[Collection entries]

* begin *

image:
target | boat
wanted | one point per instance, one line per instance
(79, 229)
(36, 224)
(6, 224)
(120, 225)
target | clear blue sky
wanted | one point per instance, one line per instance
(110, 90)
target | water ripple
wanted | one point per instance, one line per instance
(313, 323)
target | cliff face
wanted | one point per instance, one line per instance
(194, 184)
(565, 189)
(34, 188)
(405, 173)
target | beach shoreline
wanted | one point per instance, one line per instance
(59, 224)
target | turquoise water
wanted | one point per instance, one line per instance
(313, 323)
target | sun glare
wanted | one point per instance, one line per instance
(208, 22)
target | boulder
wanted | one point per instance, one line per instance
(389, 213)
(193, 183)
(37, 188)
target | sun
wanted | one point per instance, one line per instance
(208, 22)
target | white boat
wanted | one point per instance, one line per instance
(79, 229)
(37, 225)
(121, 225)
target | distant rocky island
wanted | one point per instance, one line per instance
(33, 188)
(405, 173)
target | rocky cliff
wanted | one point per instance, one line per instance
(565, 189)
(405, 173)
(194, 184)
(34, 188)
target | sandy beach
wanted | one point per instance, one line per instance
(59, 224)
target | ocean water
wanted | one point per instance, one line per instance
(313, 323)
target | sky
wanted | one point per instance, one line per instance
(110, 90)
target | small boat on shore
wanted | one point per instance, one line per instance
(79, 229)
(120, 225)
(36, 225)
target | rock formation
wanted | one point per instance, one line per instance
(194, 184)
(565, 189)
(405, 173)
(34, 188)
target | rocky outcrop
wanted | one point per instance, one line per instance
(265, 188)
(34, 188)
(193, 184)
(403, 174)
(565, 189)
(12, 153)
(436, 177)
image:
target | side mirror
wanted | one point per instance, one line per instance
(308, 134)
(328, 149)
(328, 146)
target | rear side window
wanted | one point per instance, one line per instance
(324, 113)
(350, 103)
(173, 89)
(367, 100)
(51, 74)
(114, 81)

* end *

### Directive:
Exactly and only the lines from the one containing "target | rock formation" through the end of the material are to be reproduced, both ends included.

### The result:
target | rock formation
wanted | one point per instance, one line per instance
(194, 184)
(565, 189)
(405, 173)
(34, 188)
target | rocky outcrop
wanted | one point per instance, one line per instance
(265, 188)
(34, 188)
(193, 184)
(403, 174)
(565, 189)
(12, 153)
(436, 177)
image:
target | side mirror
wanted | one point per instance, one line per instance
(308, 134)
(328, 149)
(328, 146)
target | rear side window
wanted | one point per instance, one line per instance
(324, 113)
(350, 103)
(173, 89)
(367, 100)
(51, 74)
(114, 81)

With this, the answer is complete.